-- Begin Recorded data --

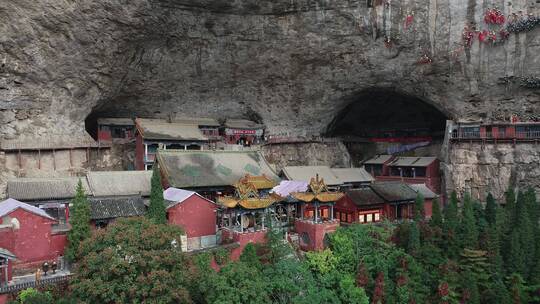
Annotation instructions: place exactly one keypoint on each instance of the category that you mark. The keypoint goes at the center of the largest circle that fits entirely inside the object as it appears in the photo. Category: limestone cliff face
(294, 64)
(480, 169)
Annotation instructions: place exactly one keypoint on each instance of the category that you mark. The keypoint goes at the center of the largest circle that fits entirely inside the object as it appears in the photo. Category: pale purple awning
(287, 187)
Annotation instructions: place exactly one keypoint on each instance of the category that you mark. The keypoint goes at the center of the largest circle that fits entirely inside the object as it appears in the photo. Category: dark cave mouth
(380, 114)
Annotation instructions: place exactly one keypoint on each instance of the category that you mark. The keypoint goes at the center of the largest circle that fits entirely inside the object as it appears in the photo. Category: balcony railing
(25, 285)
(489, 135)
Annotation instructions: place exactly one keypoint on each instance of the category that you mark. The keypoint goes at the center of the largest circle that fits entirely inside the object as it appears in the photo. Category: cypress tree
(436, 217)
(508, 225)
(419, 212)
(470, 288)
(525, 233)
(450, 226)
(156, 210)
(491, 209)
(80, 222)
(468, 229)
(510, 207)
(413, 244)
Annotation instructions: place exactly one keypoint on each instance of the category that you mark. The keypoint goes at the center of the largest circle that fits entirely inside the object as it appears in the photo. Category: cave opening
(386, 121)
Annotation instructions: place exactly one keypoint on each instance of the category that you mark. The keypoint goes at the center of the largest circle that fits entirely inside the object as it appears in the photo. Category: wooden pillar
(19, 159)
(71, 157)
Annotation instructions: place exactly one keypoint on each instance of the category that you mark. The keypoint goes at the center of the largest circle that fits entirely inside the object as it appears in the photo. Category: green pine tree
(526, 236)
(413, 245)
(491, 209)
(80, 223)
(419, 212)
(436, 217)
(508, 224)
(468, 228)
(471, 294)
(451, 223)
(156, 210)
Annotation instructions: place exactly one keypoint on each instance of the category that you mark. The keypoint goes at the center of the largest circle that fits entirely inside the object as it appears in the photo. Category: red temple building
(410, 170)
(208, 126)
(242, 132)
(195, 214)
(428, 195)
(382, 200)
(244, 214)
(6, 265)
(155, 133)
(118, 130)
(211, 173)
(398, 199)
(503, 131)
(316, 214)
(335, 178)
(29, 233)
(360, 206)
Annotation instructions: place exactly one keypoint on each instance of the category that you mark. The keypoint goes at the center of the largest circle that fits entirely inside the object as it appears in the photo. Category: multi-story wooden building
(410, 170)
(501, 131)
(211, 173)
(155, 133)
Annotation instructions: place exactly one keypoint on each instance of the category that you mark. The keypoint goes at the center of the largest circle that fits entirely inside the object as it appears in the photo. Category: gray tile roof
(242, 124)
(424, 190)
(4, 253)
(412, 161)
(29, 189)
(119, 183)
(305, 173)
(116, 121)
(158, 129)
(378, 160)
(189, 169)
(109, 208)
(394, 191)
(198, 121)
(48, 143)
(352, 175)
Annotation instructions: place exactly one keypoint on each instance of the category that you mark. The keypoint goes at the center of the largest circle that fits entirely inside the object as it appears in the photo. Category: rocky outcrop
(480, 169)
(331, 153)
(291, 64)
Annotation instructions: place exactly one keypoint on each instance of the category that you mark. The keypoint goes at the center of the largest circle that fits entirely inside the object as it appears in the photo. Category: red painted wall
(33, 242)
(4, 298)
(139, 152)
(196, 215)
(428, 207)
(243, 239)
(316, 232)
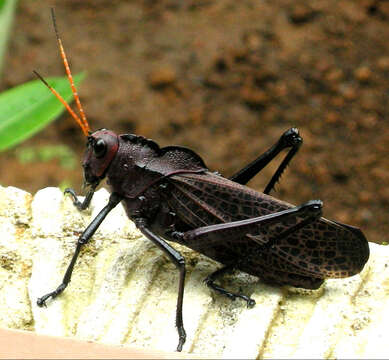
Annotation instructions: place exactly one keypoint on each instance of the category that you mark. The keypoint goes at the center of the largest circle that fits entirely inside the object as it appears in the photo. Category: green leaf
(28, 108)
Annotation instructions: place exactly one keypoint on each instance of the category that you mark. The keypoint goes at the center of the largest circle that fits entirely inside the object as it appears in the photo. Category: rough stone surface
(123, 291)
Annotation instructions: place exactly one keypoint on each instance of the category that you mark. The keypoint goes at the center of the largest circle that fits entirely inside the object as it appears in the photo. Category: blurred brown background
(225, 78)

-- End Recorded data --

◆ **Written request**: Copy every line of the listing above without any changes, but leave the pictures out.

◆ **Reply to the exercise**:
Annotation instructions: place exactly one keypoint on each instance of the category that you mark. The keypoint goes at the center of the largest circle that fits entirely inside the object as it appears in the photo. Category: limestone cliff face
(294, 64)
(480, 169)
Annotation instructions: place exactly one keypoint on each instance of the category that you mark. The keypoint goes at the center of the largest circle that fits entirely inside the object as it appears in the photo. Category: pale purple awning
(287, 187)
Annotation instructions: place exactly one keypoint on each instance of the category that you mark. The keypoint goes at the center of the largest circle that fits entirely inside the object as it appears in the photo. Category: dark cave mouth
(380, 114)
Annotation instructions: place exactly one keypoint on each instance of the category that you mark. The keypoint goes at the center of the largest circle that fits entirely inside the object as it appears in the photo. Category: balcony railing
(25, 285)
(489, 135)
Annotation instructions: place exactly one keypoint on each instance of the category that you mark. The keypoint goes at the center of the largest circle that fits entirely inside the object as it appears in the photo. Category: cypress tree
(436, 217)
(508, 225)
(419, 212)
(470, 288)
(525, 233)
(450, 226)
(156, 210)
(491, 209)
(80, 222)
(468, 229)
(510, 207)
(413, 244)
Annotation instructions: place exactly one keypoint on each instance of the category that you mark. The keypoint goes at the center of the largest circle that fits entirely inside the object as it appears in the photo. Category: cave opening
(386, 121)
Annotation instructions: place exactly one keypoint on each instance of the category that you mark. The keypoint goes at the center of the largest circle that fits entirely inside the object as it appears in the photo. Category: wooden pillar
(19, 159)
(71, 157)
Annotation instructions: place exactly one keypoint on each instance of the category that you mark. The keypoint goes at the center of the largest circle that fits entirely inside the object as it appears in the photo. Category: green pine tree
(526, 236)
(413, 245)
(491, 209)
(80, 223)
(419, 212)
(436, 217)
(508, 224)
(468, 228)
(471, 294)
(451, 223)
(156, 210)
Annotation instructions: place exactly one keypoint on each instance of the category that you mark. The keypoint goes at the center of the largest circle that fits entirely inside the object as it appears in the photo. Category: red temple building
(410, 170)
(208, 126)
(242, 132)
(195, 214)
(428, 195)
(382, 200)
(244, 214)
(6, 265)
(155, 133)
(118, 130)
(211, 173)
(398, 199)
(503, 131)
(316, 214)
(335, 178)
(29, 233)
(360, 206)
Annotation instructions: place exactly one keypoint on each instance of the category that you mark. The keypoint goes at the center of the largest circle that fits entirely inside the object as it appears in the photo. Category: multi-story wooden building
(410, 170)
(501, 131)
(211, 173)
(155, 133)
Annotation instructions: place exactly one keypoint on each instance of the category that you mark. The keypoint goes at the center of the largest circle that fits entirely inside the object as it appears in the photo. Category: gray tile roof
(242, 124)
(424, 190)
(4, 253)
(412, 161)
(29, 189)
(119, 183)
(305, 173)
(116, 121)
(158, 129)
(378, 160)
(189, 169)
(109, 208)
(394, 191)
(198, 121)
(48, 143)
(352, 175)
Annotation instructions: place exactly one keypoint on each instance of the category that you mark. The keypoint goes at the center of the largest circle that fits entirely inside the object as it appears in the photo. Category: rocky outcrop
(480, 169)
(331, 153)
(291, 64)
Annotation instructions: place exactly one keypoint on each instance of the category that you mark. The keypoint goes at the center of the largest circle that fits entirely inside the object as it appears in the photo. Category: red painted wall
(33, 242)
(4, 298)
(139, 152)
(196, 215)
(428, 207)
(243, 239)
(316, 232)
Annotation instructions: place exactly one keypoint on each instance of the category that you mark. The keypoint goes at the center of the largest circle that fits entirely inside the object as it appears in the photo. Category: green leaf
(28, 108)
Annotation instructions: place exactly one keypoint on each instance of the category that you mark. The keypoint goes at the center of the largest circle that fits entirely inside the object as it appears in the photo. Category: rough stone surface
(123, 291)
Annotation instructions: place exactly one keypoint on each instance of the category that you mark. The keypoint goes at the center of the largest circle that fits entirely inside the object as it appears in the photo. Category: blurred brown background
(225, 78)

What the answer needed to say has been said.